> _What this task involves_: Go through the listing and copy each line with the string "curb".

> _Input_:
....
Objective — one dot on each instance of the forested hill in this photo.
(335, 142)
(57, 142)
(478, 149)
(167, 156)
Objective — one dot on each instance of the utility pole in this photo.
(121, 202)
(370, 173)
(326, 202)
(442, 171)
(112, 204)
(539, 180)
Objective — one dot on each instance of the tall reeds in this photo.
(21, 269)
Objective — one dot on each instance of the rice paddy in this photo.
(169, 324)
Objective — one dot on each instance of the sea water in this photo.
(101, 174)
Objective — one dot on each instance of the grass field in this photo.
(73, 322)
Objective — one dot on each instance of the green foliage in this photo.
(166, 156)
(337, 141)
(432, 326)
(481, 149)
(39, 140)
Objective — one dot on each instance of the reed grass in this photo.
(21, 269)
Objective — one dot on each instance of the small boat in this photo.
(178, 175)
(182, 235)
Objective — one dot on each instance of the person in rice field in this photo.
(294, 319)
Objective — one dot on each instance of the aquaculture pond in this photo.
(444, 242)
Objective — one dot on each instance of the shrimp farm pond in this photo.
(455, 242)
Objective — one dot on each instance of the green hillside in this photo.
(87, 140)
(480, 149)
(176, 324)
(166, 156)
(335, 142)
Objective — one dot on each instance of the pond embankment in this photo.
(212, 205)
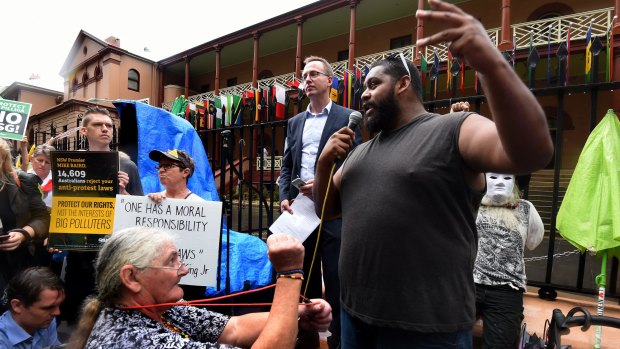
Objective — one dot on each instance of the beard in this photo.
(386, 111)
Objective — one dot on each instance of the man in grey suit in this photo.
(307, 133)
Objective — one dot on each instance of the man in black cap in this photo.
(174, 169)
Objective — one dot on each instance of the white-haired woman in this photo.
(506, 225)
(138, 274)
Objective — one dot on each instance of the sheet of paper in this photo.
(301, 223)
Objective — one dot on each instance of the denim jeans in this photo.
(356, 334)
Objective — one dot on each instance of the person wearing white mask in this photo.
(506, 225)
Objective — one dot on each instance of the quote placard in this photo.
(195, 223)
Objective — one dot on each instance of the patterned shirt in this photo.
(123, 329)
(500, 249)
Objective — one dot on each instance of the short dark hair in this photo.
(328, 68)
(29, 283)
(394, 67)
(94, 110)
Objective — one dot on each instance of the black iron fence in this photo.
(246, 160)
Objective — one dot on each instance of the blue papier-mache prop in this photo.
(158, 129)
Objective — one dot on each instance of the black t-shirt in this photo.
(408, 229)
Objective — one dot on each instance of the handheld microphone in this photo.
(354, 119)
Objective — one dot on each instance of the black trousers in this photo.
(327, 255)
(501, 308)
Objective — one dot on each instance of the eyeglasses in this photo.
(101, 124)
(168, 166)
(402, 59)
(178, 269)
(312, 75)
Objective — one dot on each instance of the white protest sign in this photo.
(196, 224)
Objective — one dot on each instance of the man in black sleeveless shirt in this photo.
(409, 196)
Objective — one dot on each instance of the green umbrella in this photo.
(589, 217)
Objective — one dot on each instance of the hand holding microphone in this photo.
(340, 142)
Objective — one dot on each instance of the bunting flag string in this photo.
(423, 71)
(609, 48)
(434, 75)
(549, 55)
(567, 56)
(279, 94)
(449, 73)
(463, 77)
(333, 93)
(476, 82)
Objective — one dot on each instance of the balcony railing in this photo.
(535, 33)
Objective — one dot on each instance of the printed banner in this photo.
(196, 224)
(85, 185)
(13, 119)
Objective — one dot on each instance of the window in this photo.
(133, 80)
(399, 42)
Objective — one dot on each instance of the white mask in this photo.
(499, 186)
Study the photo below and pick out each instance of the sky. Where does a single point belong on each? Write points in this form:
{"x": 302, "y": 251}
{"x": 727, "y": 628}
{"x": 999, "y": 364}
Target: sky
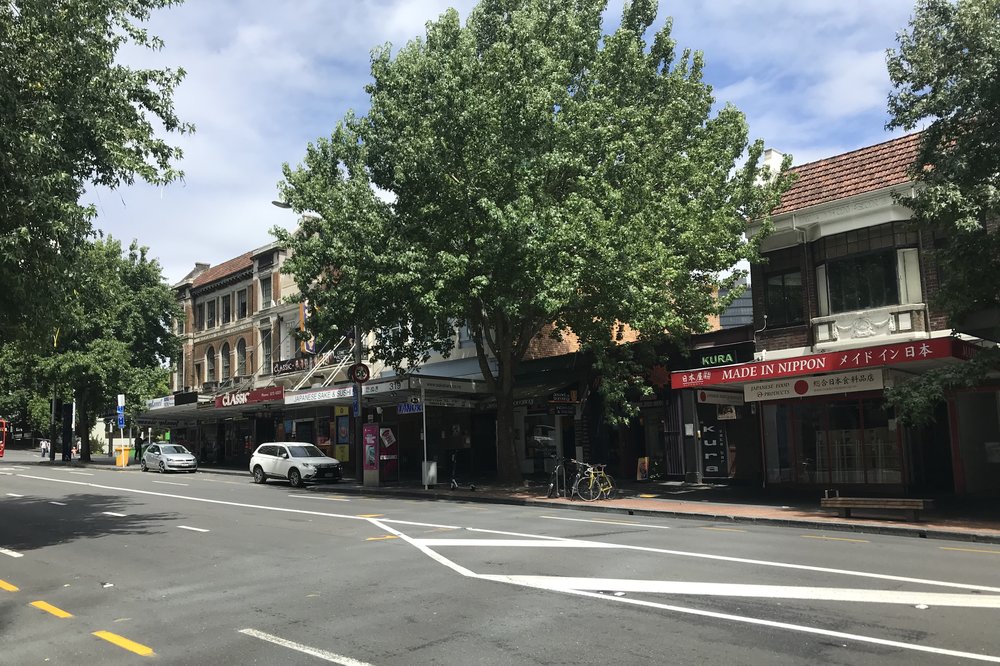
{"x": 266, "y": 77}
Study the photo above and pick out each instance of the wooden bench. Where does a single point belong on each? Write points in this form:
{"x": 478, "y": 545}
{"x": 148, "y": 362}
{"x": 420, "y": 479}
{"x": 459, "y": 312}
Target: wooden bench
{"x": 912, "y": 507}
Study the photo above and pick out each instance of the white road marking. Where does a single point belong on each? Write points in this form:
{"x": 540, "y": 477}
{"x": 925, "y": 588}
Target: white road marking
{"x": 305, "y": 649}
{"x": 527, "y": 581}
{"x": 430, "y": 553}
{"x": 609, "y": 522}
{"x": 328, "y": 499}
{"x": 508, "y": 543}
{"x": 407, "y": 522}
{"x": 755, "y": 591}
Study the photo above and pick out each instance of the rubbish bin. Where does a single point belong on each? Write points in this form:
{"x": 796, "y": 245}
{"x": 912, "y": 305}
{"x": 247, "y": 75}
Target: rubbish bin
{"x": 122, "y": 452}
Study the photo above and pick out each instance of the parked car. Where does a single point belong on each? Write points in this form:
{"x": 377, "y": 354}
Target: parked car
{"x": 167, "y": 457}
{"x": 295, "y": 461}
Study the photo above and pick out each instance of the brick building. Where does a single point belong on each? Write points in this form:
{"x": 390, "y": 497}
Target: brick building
{"x": 843, "y": 307}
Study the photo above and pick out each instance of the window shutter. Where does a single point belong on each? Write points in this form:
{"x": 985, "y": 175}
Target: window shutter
{"x": 908, "y": 272}
{"x": 822, "y": 295}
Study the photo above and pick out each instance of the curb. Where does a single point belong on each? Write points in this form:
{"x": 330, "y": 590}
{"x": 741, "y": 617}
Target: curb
....
> _Your solution_:
Study the photo above and pick out each instance of the curb. Where does a single point belong on each? Write points in this form:
Target: curb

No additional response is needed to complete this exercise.